Los silleteros sonríen, atienden a la gente y, sobre todo, trabajan. La fabricación de una silleta puede tardar desde una noche, en el caso de la tradicional, hasta un mes, en el caso de las emblemáticas y las artísticas, aunque en todas ellas hay un trabajo previo, en el que participa toda la familia.
Y es que si algo es importante para estas personas trabajadoras, es precisamente la familia. Aquí nadie trabaja solo, lo que para muchos es un evento de rumba y diversión, para ellos es más una escuela, una manera de transmitir su conocimiento y amor por su labor a la siguiente generación. Desde los abuelos hasta los niños, desde los padres que cultivan las flores con sus manos, hasta los hijos que se decidieron por la universidad. En feria todos son campesinos, todos son silleteros, todos son tradición.

**Datos proporcionados:**
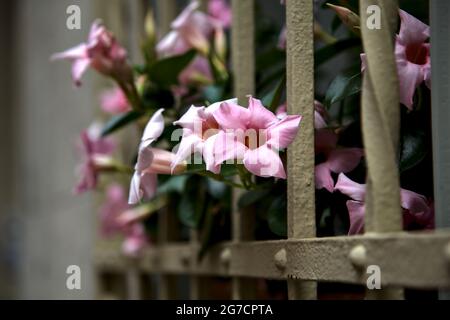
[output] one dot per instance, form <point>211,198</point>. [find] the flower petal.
<point>323,177</point>
<point>412,30</point>
<point>134,193</point>
<point>350,188</point>
<point>232,116</point>
<point>260,117</point>
<point>208,154</point>
<point>227,147</point>
<point>153,129</point>
<point>410,77</point>
<point>283,132</point>
<point>189,144</point>
<point>264,162</point>
<point>191,119</point>
<point>79,66</point>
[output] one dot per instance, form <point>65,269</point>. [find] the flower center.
<point>417,53</point>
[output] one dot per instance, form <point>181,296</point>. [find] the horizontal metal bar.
<point>414,260</point>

**Responda lo siguiente:**
[1] Según el fragmento sobre los silleteros, ¿cuánto puede tardar la fabricación de una silleta emblemática o artística?
[2] Indique si cada afirmación coincide con el fragmento sobre los silleteros y cite las palabras que lo deciden: (a) la fabricación de una silleta tradicional puede tardar una noche; (b) los silleteros trabajan solos; (c) para los silleteros, la feria es más una escuela que un evento de diversión.
Para responder, use únicamente el fragmento sobre los silleteros.

**Respuestas en orden:**
[1] Puede tardar hasta un mes.

[2]
(a) Sí: "desde una noche, en el caso de la tradicional".
(b) No: "Aquí nadie trabaja solo".
(c) Sí: "para ellos es más una escuela".